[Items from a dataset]

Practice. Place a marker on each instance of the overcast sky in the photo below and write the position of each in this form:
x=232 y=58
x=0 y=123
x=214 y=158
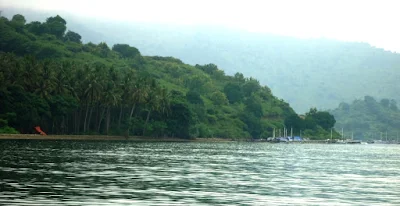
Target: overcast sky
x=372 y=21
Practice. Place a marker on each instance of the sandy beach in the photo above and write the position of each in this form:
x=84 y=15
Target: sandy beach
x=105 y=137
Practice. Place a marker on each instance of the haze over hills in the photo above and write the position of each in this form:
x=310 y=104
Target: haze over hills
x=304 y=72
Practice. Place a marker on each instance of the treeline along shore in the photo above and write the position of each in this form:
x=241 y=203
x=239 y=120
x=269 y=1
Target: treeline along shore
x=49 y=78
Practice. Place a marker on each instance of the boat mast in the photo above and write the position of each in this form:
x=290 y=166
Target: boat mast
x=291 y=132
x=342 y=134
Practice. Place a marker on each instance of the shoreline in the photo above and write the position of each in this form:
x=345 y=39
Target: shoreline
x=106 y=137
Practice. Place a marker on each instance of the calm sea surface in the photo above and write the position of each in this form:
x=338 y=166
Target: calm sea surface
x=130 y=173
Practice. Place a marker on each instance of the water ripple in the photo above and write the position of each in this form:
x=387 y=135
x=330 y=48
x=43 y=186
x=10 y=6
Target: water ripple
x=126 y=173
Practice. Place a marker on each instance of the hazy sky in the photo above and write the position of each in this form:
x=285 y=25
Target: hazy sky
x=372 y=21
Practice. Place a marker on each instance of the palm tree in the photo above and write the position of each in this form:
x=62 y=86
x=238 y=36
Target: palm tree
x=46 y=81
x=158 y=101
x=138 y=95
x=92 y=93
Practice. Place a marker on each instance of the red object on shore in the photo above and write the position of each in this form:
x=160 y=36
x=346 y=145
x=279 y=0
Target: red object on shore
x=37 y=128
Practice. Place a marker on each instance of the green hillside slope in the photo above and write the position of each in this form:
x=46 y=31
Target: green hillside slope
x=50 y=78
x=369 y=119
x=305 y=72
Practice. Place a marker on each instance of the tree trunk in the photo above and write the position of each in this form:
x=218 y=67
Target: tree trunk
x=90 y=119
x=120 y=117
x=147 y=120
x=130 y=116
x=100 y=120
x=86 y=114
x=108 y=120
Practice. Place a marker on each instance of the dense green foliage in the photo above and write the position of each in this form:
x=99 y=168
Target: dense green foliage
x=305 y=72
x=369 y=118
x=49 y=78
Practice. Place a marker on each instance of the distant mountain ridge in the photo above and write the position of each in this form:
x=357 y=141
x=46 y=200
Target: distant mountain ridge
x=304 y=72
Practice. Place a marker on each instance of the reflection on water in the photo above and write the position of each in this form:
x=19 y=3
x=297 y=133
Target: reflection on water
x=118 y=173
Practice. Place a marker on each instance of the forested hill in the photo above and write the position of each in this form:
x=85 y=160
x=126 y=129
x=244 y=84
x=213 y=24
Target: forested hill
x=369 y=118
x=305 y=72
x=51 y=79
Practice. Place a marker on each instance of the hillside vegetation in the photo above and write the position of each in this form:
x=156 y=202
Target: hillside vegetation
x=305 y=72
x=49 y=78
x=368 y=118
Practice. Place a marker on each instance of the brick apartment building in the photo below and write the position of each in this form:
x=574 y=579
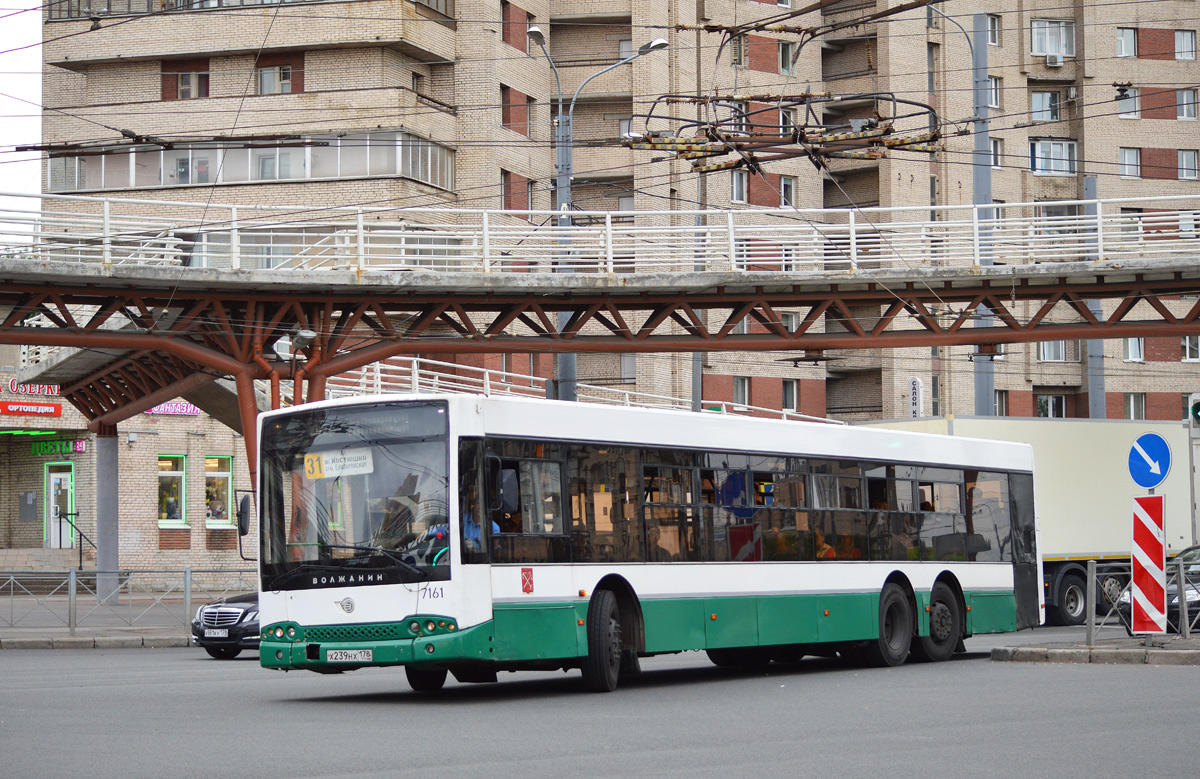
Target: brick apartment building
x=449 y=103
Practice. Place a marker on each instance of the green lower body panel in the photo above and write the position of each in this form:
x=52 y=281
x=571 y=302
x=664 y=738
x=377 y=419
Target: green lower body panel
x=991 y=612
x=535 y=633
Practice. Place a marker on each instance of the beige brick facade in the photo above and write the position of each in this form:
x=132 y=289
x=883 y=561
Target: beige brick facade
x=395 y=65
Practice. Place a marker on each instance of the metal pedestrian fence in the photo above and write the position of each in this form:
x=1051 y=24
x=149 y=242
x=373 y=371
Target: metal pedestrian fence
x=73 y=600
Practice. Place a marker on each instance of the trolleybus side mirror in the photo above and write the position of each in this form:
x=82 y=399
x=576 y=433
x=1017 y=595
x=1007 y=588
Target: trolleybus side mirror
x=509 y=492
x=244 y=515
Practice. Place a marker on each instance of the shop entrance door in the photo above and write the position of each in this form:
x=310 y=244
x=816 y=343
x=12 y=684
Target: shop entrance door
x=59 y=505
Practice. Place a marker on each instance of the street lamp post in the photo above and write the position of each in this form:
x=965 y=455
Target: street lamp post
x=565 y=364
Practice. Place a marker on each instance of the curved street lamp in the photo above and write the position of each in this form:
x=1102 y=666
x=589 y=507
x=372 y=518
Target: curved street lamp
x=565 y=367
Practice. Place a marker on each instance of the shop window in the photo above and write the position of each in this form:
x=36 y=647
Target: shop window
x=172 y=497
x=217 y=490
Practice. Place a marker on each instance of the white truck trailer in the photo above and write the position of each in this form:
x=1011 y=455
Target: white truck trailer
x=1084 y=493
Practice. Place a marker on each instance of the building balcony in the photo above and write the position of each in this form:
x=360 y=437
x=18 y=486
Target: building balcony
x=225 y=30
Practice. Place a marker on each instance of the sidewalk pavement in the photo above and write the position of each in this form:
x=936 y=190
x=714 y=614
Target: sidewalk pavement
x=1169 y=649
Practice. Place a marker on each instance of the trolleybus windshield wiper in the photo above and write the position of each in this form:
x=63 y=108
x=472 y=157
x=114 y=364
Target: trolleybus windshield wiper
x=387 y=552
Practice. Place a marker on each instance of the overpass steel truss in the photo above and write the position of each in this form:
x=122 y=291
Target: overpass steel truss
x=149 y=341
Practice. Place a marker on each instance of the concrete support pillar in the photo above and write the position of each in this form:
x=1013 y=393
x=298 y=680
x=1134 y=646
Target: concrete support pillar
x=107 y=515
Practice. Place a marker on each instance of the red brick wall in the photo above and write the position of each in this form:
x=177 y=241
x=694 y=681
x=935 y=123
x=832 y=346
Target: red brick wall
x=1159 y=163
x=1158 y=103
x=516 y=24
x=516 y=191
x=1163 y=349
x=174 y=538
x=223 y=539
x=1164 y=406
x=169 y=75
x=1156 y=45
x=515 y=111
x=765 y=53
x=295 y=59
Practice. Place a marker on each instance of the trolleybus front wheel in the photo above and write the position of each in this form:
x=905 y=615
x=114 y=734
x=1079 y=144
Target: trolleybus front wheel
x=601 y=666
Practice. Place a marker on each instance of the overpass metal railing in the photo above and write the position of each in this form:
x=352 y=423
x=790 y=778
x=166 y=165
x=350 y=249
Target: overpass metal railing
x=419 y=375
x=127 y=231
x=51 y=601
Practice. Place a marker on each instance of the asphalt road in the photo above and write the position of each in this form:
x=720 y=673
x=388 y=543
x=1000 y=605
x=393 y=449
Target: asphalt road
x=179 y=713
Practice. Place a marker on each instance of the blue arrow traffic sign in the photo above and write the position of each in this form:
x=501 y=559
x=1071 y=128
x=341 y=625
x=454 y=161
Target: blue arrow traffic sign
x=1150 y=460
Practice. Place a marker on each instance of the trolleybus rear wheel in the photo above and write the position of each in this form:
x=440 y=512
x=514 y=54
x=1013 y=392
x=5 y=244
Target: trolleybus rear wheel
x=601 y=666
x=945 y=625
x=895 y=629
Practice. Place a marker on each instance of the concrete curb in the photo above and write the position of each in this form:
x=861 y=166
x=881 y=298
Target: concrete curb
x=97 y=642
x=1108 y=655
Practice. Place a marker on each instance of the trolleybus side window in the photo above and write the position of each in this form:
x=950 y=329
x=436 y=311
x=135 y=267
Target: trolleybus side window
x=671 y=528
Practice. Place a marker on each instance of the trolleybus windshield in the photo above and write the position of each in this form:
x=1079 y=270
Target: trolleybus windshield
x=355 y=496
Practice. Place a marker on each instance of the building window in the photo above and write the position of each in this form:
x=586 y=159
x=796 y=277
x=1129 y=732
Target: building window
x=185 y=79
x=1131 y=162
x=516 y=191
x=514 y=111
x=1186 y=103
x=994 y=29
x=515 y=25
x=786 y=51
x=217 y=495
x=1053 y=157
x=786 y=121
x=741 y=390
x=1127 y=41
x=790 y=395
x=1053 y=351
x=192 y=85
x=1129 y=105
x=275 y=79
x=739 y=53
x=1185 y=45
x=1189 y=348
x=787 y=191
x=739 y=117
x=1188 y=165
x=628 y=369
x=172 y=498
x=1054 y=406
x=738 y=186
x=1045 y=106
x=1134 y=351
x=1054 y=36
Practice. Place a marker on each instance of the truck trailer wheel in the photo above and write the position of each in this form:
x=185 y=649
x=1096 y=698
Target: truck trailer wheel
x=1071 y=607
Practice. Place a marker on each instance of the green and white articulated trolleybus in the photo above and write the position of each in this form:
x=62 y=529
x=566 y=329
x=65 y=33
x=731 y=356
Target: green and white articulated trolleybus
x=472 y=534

**Task description:**
Find out how many lines above hold "below". Write only the number.

**Solution:**
2